**Given instruction 1:**
Repeat the excerpt on the IT industry's promises word for word.

# Start of Excerpt

The information technology industry is doing a reasonable good job in providing solutions that increase productivity, safety or the quality of decision-making. Not to speak about the imbedded information technology in all kinds of products. And the IT industry continuously markets loads of new ideas and concepts targeted at the profit and non-profit organisation, promising a broad spectrum of potential benefits. They aim their hopeful messages directly at the non-it management or indirectly to the it professionals of an organisation. There is nevertheless a caveat in this promise of the blessings of information technology. As a customer you have to do the real difficult thing, you have to come up with concrete area or business case where you can apply the wonders of technology. IT provides a technological solution (or concept) and the customer has to find the problem. With between the lines the message, you will lose if can’t apply our solutions. This is quite a normal procedure in sales (although teached and preached differently).

# End of Excerpt

**Given instruction 2:**
Rewrite the stretch of entries below, from the line that contains "of the lighthouse" through the end of the entries, keeping all their wording. Multiply every point coordinate in the answers by 0.7 and round it to a whole number, halves up; give only those lines and leave out the pictures.

# Start of Supplied data

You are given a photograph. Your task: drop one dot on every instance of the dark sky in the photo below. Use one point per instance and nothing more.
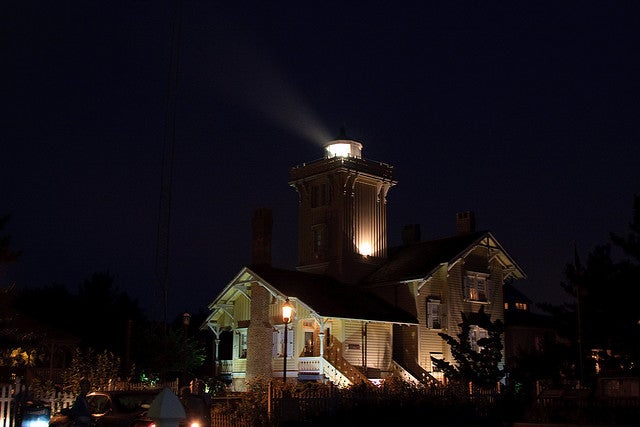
(526, 113)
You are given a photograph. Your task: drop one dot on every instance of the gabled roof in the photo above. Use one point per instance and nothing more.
(330, 298)
(419, 260)
(323, 295)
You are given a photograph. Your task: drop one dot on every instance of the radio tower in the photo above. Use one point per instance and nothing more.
(164, 216)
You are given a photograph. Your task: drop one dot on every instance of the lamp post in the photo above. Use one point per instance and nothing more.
(286, 318)
(186, 320)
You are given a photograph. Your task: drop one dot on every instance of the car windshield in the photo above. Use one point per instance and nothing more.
(133, 402)
(98, 403)
(122, 402)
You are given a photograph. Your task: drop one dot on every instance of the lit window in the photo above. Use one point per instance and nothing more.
(433, 314)
(242, 343)
(476, 287)
(278, 342)
(319, 240)
(320, 195)
(477, 333)
(521, 306)
(365, 249)
(437, 356)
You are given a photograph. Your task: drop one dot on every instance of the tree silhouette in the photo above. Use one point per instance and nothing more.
(483, 367)
(602, 323)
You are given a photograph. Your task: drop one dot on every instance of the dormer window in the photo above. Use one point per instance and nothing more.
(476, 287)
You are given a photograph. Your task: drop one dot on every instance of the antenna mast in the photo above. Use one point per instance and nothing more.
(164, 216)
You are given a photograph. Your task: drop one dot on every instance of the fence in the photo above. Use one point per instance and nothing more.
(12, 394)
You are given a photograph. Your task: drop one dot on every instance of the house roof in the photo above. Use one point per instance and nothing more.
(330, 298)
(419, 260)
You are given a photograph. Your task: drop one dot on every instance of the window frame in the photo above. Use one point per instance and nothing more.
(434, 313)
(476, 287)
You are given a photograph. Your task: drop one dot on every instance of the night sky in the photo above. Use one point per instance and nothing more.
(526, 113)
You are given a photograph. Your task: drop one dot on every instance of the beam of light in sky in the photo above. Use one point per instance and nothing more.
(252, 80)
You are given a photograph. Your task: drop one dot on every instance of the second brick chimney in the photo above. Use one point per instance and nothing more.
(465, 222)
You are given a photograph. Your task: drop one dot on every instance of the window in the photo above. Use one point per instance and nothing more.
(242, 343)
(477, 333)
(319, 240)
(437, 356)
(278, 342)
(308, 343)
(433, 314)
(476, 287)
(320, 195)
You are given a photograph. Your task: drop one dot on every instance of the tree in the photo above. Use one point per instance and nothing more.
(602, 322)
(483, 367)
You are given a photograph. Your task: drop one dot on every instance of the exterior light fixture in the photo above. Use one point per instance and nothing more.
(287, 310)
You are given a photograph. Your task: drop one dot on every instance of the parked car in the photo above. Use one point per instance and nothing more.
(121, 409)
(114, 409)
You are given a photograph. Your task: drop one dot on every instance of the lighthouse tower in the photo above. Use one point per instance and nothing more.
(342, 222)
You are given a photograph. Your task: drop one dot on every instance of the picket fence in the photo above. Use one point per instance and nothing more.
(58, 400)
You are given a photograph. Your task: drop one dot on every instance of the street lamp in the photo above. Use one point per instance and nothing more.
(286, 318)
(186, 320)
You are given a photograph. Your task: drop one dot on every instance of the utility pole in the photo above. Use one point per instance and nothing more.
(164, 215)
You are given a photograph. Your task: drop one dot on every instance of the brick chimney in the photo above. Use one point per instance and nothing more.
(411, 234)
(262, 224)
(465, 222)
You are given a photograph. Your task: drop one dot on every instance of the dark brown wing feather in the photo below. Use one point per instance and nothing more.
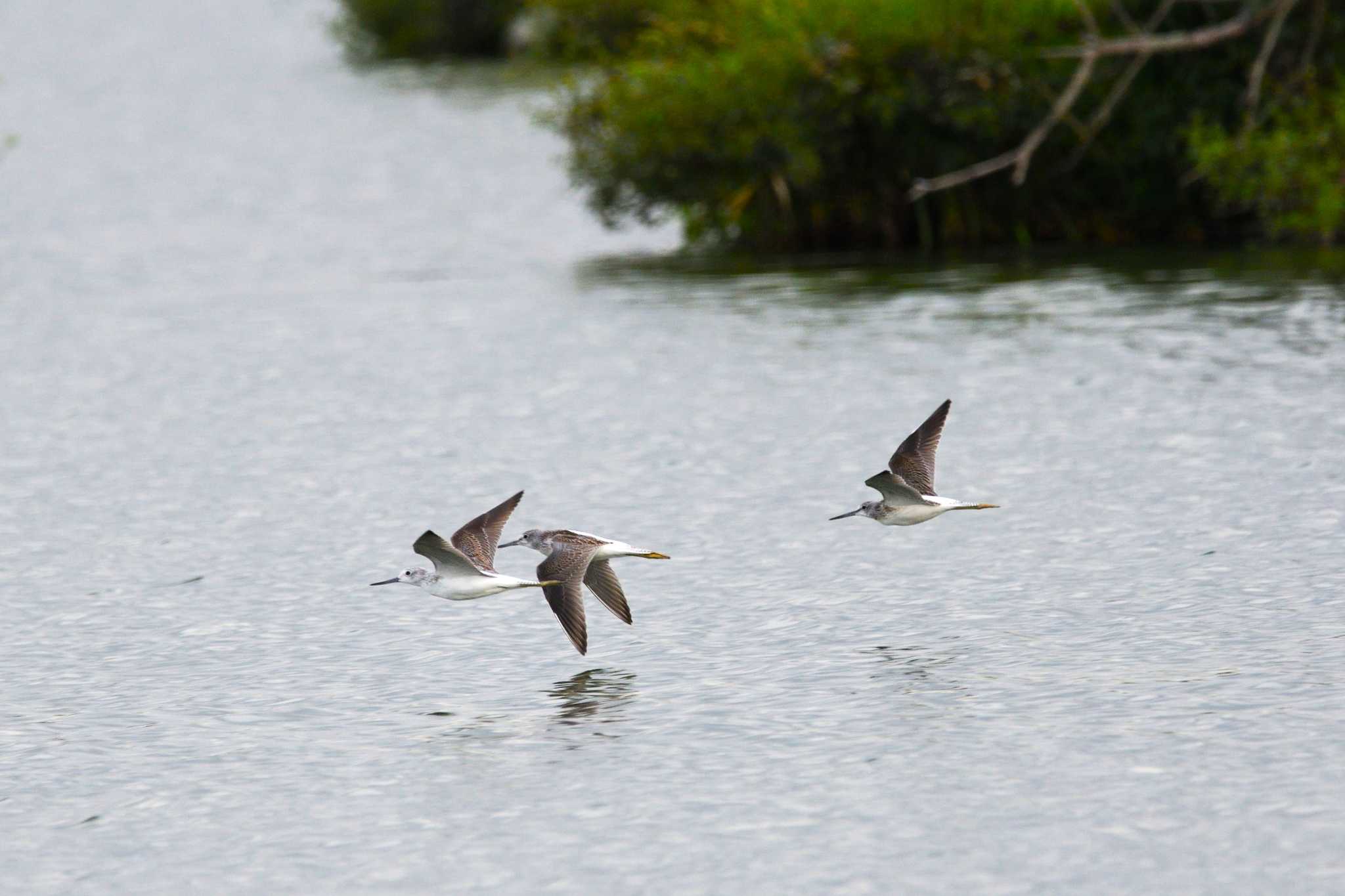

# End of Supplied data

**Full solution 1:**
The information technology industry is doing a reasonable good job in providing solutions that increase productivity, safety or the quality of decision-making. Not to speak about the imbedded information technology in all kinds of products. And the IT industry continuously markets loads of new ideas and concepts targeted at the profit and non-profit organisation, promising a broad spectrum of potential benefits. They aim their hopeful messages directly at the non-it management or indirectly to the it professionals of an organisation. There is nevertheless a caveat in this promise of the blessings of information technology. As a customer you have to do the real difficult thing, you have to come up with concrete area or business case where you can apply the wonders of technology. IT provides a technological solution (or concept) and the customer has to find the problem. With between the lines the message, you will lose if can’t apply our solutions. This is quite a normal procedure in sales (although teached and preached differently).

**Full solution 2:**
You are given a photograph. Your task: drop one dot on every instance of the lighthouse tower in the photo above. Use one point per instance and nothing more.
(239, 155)
You are given a photograph. Your task: drop one dot on every instance of the picket fence in the photo above. Use one point per instance and nothing more.
(41, 280)
You are given a photograph. Your task: drop one dot on every instance of the street lamp in the photo above. Use one point per instance and nothing more.
(200, 223)
(130, 224)
You are given a photograph. Your task: drop one dot on every instance of the utility pole in the photo above. Use one point per instance and nothing more.
(115, 151)
You are given a photograph. Your task: drop one dot on every instance of the brick chimney in the photo above. Use one point per instance and nothing more.
(288, 164)
(183, 157)
(326, 155)
You are given a photograph. Your task: drop one dot on every instance of the dark brown wing feather in the photo below. Use one point per instance and nothing more.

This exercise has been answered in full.